(WRITTEN TASK):
Output every line below exactly.

Records excerpted from a collection
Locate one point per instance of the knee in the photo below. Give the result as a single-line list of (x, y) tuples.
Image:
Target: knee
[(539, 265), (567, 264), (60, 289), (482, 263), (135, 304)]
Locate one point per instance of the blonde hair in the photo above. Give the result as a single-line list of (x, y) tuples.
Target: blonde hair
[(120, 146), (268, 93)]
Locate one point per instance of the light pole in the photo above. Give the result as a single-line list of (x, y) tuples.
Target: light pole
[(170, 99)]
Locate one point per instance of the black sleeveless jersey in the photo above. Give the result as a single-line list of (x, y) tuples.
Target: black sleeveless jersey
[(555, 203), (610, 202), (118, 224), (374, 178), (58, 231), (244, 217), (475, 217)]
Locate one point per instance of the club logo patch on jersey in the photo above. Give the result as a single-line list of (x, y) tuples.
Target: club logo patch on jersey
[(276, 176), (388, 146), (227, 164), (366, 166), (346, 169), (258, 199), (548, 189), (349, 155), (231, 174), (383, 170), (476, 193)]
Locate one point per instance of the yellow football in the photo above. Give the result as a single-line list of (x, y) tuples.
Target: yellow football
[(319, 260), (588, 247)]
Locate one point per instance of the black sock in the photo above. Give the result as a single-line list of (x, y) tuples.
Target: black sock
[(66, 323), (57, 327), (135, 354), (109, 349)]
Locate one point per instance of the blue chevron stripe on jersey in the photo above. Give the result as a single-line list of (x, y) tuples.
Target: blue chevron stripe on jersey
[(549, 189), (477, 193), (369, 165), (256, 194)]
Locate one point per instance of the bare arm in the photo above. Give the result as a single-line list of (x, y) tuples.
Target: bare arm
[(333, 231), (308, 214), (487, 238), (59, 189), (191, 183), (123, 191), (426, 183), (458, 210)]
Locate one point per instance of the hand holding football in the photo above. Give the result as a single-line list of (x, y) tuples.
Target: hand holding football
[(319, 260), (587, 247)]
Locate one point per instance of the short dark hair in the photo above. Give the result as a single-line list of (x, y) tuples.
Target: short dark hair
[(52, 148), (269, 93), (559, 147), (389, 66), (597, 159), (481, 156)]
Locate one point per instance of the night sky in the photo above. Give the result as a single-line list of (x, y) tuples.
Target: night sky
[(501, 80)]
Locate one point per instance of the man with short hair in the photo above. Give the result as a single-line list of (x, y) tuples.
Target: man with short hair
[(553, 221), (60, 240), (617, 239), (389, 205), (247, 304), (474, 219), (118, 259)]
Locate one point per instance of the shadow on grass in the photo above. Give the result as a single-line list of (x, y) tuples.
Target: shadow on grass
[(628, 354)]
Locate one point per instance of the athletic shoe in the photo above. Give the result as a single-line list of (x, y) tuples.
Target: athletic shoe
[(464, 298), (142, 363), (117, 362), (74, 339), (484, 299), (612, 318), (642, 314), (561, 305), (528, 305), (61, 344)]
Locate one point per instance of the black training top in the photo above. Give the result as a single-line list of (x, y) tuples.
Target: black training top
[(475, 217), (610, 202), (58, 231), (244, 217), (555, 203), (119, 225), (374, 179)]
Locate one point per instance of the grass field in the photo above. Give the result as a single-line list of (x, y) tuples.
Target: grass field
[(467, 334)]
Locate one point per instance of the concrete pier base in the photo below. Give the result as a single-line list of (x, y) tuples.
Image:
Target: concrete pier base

(TASK ANSWER):
Locate one point per instance of the knee in the photo below. Give the result as a single-line list of (x, y) tuples.
Image:
Target: knee
[(539, 265), (567, 264), (60, 289), (482, 263), (135, 304)]
Locate one point per instance of the blonde hair in the photo above. Give the result as a single-line list of (x, y) tuples.
Target: blonde hair
[(120, 146), (268, 93)]
Locate one point per instance of the light pole in the photo above. Give the result as a single-line list of (x, y) tuples.
Target: light pole
[(170, 99)]
Locate one point per instance of the black sleeveless jersey in the photo above. Give the result as a single-line list of (x, y) tuples.
Target: black sleeveless jersey
[(555, 203), (610, 202), (118, 224), (374, 178), (58, 231), (244, 217), (475, 217)]
Locate one point per instance of the club logo patch on jersey in the photo above. Give the result as a single-line list of (x, y) tuples.
Target: club logo patch on jersey
[(276, 176), (388, 146), (227, 164), (366, 166), (346, 169), (258, 199), (548, 189), (349, 155), (231, 174), (383, 170), (476, 193)]
Locate one point per instance of the yellow football in the photo above. Give the result as a single-line list of (x, y) tuples.
Target: yellow football
[(319, 260), (588, 247)]
Locate one point per instance of the black sock in the photo above. Give the result as a single-line list of (x, y) tuples.
Target: black sock
[(66, 323), (57, 327), (135, 354), (109, 349)]
Locate one point per instance of the blue chevron stripe on jersey in the photo above. Give the result as a single-line list of (x, y) tuples.
Target: blue chevron stripe on jersey
[(549, 189), (477, 193), (369, 165), (256, 194)]
Locate one point per instance of the bare arm in the photo above. Give the result as a single-line list of (x, y) tuples.
Target: bare arm
[(333, 231), (308, 214), (487, 238), (59, 189), (191, 183), (123, 191), (426, 183), (458, 210)]
Locate one point per instance of the hand holding football in the photo above. Give the result as a single-line list of (x, y) tuples.
Target: hand holding football
[(319, 260), (587, 247)]
Locate one point per instance of the short dark hair in the photo above. Give the result as a single-line list of (x, y) tuples.
Target: short dark hair
[(52, 148), (269, 93), (559, 147), (389, 66), (597, 159), (481, 156)]
Locate one point per instance of the night sky in the photo above. Give the result as a single-line list of (x, y) tuples.
Target: night sky
[(501, 80)]
Locate one point per instance of the man with short hair in the photo above. Give the result as a single-line list of (x, y) tuples.
Target: man with short hair
[(553, 221), (60, 240), (617, 239), (389, 205), (247, 304), (474, 219), (118, 259)]
Locate one point per instance of the shadow on grass in the photo above. Give the result as a single-line list of (x, y) tuples.
Target: shadow on grass
[(628, 354)]
Locate one point per instance of the athletic shoe in the photo above. Give the result as a single-line list of (x, y) tuples.
Target: athletic shoe
[(464, 298), (142, 363), (117, 362), (74, 339), (484, 299), (612, 318), (642, 314), (561, 305), (528, 305), (61, 344)]
Locate one point per instance of the black training top in the photo above. Give the result as a single-line list of (x, y) tuples.
Target: black training top
[(475, 217), (610, 202), (58, 231), (244, 217), (555, 203), (119, 225), (374, 179)]
Locate one point per instance of the grass field in the photo above. Give the result as a single-line list of (x, y) tuples.
Target: grass field
[(467, 334)]
Locate one point per instance of the concrete pier base in the photo below. Give the result as a single-line list of (x, y) tuples.
Image:
Target: concrete pier base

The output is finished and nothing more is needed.